Law Offices of Dixon R. Howell v. Valley

Decision Date27 May 2005
Docket NumberNo. H027422.,H027422.
Citation29 Cal.Rptr.3d 499,129 Cal.App.4th 1076
CourtCalifornia Court of Appeals Court of Appeals
PartiesLAW OFFICES OF DIXON R. HOWELL, Plaintiff and Appellant, v. Michael W. VALLEY, Defendant and Appellant.

Gordon J. Finwall, San Jose, Finwall Law Offices, for Plaintiff and Appellant.

John Michael O'Connor, Los Angeles, Law Offices of John Michael O'Connor, for Defendant and Appellant.

RUSHING, P.J.

The Mandatory Fee Arbitration Act (MFAA), under Business and Professions Code section 6200 et seq., provides a quick and inexpensive method for clients, at their option, to resolve fee disputes with their attorneys.1 In this case, we consider whether a client may assert his MFAA arbitration rights—without actually availing himself of arbitration—to delay and ultimately prevent the resolution of a fee dispute with his former attorney. Under section 6201, subdivision (a) (§ 6201(a)), the attorney must provide written notice of the client's right to arbitration under the MFAA at or before the time the attorney serves a lawsuit on the client. As our Supreme Court has recently observed, "in the typical MFAA case, the client receives [the section 6201(a) notice] and thereafter expressly chooses either to proceed under the MFAA or not." (Aguilar v. Lerner (2004) 32 Cal.4th 974, 989, 12 Cal.Rptr.3d 287, 88 P.3d 24.) The case before us, however, is far from the "typical MFAA case."

The Law Offices of Dixon R. Howell, doing business as Business Law Group (Law Firm or Firm) sued Michael W. Valley (Client) on a promissory note that he had signed to memorialize an obligation for unpaid fees. Client's answer alleged a defense of estoppel based on Law Firm's failure to give the requisite section 6201(a) notice. The lawsuit proceeded over the course of almost 15 months without any assertion by Client that he wished to arbitrate the fee dispute. The court denied Law Firm's motion for summary judgment because of its noncompliance with section 6201(a). Six days later, on the eve of trial, the court granted Client's ex parte motion in limine to dismiss the complaint. Client thereafter moved for an award of attorney fees of approximately $44,000 (i.e., nearly one and one-half times the amount in controversy in the action); the court granted the motion but awarded fees of $12,000. Law Firm appealed the dismissal of the action and Client appealed the fee order.

EXERCISE TASKS:
a) In the court opinion above, what amount of attorney fees did the court award Client?
b) Extend the court opinion above, picking up right after its final sentence.

DATA PROVIDED:
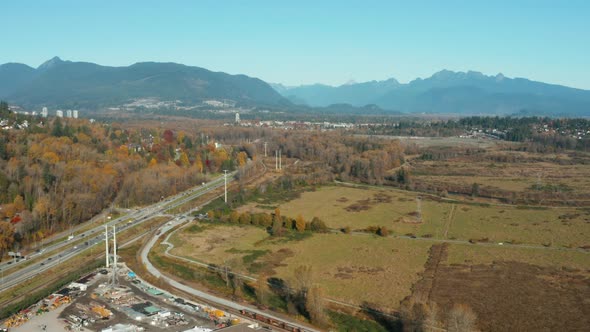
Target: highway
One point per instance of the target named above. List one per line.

ANSWERS PROVIDED:
a) $12,000

b)
We are required to determine whether the court below applied the proper criteria in deciding Client's motion to dismiss. Since we conclude that the trial court dismissed the action based upon the erroneous view that dismissal was mandatory because of Law Firm's failure to give notice under section 6201(a), we reverse. After determining that reversal is required, we examine de novo the propriety of the court's denial of Firm's motion for summary judgment. We hold that there was no triable issue of material fact and that Client waived his defense of lack of notice under section 6201(a). Summary judgment therefore should have been granted.

PROCEDURAL HISTORY

Law Firm filed its complaint for breach of written contract on November 19, 2002. The complaint alleged that Client executed a promissory note in favor of Firm on April 1, 2002, and that Client breached his obligations under the note by failing to pay the sum of $33,137.50 plus interest.

Client filed a general denial to the complaint on January 3, 2003. His response included 25 affirmative defenses—many of which appear to have had no application to the case—including a defense captioned "Estoppel" that read: "Defendant alleges that the Complaint, and each cause of action alleged therein, are barred and plaintiff is estopped from obtaining any recovery from this answering defendant because plaintiff has failed to comply with Business and Professions Code [section] 6201."

The matter proceeded to judicial arbitration in August 2003, pursuant to Code of Civil Procedure section 1141.10 et seq.2 There was an award in Law Firm's favor that was rejected by Client.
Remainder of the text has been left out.